What is required. Render the records below, from the line containing "Locate the red car" down through the line containing "x=269 y=185", both lines included, as a Markdown table with the columns Row and Line, numbering each row and omitting blank lines. Leave the pictures out of the table.

Records shown.
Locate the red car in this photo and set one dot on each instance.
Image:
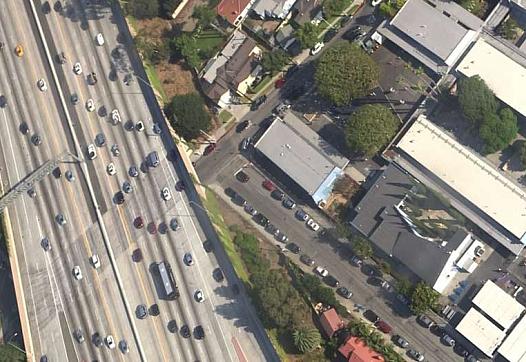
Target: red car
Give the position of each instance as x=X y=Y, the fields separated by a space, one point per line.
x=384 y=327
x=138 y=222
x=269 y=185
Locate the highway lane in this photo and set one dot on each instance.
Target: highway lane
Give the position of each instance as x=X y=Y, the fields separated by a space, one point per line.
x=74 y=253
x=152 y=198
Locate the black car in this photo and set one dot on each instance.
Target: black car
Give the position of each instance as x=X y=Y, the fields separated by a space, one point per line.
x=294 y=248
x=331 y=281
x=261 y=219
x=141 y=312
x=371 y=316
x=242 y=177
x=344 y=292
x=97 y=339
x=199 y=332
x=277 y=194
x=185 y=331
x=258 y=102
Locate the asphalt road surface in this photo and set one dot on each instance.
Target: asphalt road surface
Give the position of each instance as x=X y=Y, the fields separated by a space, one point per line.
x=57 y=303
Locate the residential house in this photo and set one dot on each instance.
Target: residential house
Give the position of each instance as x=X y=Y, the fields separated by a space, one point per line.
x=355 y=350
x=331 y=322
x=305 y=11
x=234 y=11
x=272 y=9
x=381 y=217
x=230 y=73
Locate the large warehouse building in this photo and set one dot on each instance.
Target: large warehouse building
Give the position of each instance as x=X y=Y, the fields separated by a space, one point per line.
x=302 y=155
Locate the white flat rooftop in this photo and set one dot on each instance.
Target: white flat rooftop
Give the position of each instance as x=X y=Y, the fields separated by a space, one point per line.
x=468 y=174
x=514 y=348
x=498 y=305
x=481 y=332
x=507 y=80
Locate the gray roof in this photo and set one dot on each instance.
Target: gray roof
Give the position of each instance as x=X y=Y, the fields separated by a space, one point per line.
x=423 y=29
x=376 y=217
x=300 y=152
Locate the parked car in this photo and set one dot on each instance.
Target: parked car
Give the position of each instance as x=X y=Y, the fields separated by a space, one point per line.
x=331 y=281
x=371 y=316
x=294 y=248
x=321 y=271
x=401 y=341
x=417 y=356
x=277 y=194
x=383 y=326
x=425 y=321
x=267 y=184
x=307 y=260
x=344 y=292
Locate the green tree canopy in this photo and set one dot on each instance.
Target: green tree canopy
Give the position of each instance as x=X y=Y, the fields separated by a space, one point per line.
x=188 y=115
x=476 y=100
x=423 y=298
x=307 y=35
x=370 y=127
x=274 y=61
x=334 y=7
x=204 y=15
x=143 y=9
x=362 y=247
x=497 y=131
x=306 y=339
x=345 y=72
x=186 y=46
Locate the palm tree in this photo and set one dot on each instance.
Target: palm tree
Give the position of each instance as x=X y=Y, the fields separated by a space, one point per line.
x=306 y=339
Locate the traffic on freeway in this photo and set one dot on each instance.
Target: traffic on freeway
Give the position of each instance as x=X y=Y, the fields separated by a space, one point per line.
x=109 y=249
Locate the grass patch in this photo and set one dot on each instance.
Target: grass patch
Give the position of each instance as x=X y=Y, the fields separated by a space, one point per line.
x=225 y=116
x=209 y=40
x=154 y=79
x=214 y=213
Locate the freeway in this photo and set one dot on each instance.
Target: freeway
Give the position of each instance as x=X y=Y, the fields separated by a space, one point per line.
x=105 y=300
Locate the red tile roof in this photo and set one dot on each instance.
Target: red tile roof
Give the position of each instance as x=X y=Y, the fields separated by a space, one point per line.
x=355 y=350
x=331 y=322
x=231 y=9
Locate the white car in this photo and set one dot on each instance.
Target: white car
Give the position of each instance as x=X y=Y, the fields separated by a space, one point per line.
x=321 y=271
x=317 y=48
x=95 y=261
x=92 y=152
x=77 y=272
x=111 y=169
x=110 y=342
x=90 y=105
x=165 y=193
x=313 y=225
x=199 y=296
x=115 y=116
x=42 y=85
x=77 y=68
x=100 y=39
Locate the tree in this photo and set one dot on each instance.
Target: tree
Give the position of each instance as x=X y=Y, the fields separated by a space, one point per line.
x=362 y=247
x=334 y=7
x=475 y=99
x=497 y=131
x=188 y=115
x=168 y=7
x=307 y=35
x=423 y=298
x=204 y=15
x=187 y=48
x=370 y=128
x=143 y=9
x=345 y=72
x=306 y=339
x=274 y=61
...
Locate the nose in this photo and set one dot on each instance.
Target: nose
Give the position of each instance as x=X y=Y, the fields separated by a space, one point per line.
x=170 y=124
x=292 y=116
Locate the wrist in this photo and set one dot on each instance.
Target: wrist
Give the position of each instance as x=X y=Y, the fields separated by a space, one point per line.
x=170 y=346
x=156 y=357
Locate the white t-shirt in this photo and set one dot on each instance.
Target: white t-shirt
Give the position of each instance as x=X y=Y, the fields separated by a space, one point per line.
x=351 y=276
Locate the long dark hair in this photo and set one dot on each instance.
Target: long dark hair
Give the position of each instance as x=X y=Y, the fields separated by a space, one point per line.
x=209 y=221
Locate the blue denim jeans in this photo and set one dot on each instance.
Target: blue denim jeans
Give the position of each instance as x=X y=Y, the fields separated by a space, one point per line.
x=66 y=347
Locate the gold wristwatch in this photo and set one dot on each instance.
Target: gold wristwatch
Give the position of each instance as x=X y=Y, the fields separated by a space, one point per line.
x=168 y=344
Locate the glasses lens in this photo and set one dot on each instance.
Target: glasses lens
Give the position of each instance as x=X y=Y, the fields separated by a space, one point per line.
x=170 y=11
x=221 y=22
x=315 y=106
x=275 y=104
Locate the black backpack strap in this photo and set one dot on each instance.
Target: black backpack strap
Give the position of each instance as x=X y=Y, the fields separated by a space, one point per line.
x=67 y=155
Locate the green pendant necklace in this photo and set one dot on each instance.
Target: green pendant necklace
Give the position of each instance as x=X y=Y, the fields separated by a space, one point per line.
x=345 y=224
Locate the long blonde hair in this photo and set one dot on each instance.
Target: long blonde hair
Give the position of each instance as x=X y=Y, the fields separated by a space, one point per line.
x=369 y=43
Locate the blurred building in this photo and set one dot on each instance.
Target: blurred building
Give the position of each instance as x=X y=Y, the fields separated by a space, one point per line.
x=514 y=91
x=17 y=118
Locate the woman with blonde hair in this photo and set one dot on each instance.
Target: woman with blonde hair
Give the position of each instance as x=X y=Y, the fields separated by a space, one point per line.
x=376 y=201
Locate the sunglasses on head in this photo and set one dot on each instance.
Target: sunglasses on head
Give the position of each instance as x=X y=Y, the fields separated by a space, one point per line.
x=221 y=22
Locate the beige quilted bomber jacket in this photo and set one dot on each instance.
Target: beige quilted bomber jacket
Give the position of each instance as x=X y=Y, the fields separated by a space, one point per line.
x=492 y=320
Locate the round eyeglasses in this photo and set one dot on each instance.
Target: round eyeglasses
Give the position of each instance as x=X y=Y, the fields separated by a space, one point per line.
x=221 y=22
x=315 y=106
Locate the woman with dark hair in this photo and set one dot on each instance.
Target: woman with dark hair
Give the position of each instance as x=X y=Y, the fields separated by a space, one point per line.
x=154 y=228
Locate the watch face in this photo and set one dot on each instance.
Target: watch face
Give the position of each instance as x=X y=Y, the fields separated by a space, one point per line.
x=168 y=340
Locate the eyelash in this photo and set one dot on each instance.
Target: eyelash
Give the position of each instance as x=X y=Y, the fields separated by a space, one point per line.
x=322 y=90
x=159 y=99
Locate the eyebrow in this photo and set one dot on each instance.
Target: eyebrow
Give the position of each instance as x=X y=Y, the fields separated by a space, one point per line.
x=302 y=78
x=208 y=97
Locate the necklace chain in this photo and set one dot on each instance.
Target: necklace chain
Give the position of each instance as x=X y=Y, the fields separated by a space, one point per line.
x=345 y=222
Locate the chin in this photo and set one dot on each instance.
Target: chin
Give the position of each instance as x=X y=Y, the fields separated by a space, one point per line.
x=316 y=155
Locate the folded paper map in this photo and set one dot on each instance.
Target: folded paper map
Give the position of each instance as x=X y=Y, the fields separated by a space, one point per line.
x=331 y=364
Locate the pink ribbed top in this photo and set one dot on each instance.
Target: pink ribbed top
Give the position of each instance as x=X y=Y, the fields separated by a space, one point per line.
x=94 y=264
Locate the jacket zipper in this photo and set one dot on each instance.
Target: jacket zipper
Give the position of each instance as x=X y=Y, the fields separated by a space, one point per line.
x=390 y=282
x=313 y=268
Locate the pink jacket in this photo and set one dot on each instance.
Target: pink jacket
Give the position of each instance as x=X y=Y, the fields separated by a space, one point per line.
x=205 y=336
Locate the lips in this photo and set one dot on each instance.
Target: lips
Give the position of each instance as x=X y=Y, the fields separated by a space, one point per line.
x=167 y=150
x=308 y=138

Output.
| Row | Line |
|---|---|
| 1 | Locate the red car in this photo and set one dot on each instance. |
| 2 | Image: |
| 3 | Target: red car |
| 4 | Give the position of each instance as x=X y=Y, the fields separated by a space, one point per line. |
| 5 | x=384 y=327 |
| 6 | x=138 y=222 |
| 7 | x=269 y=185 |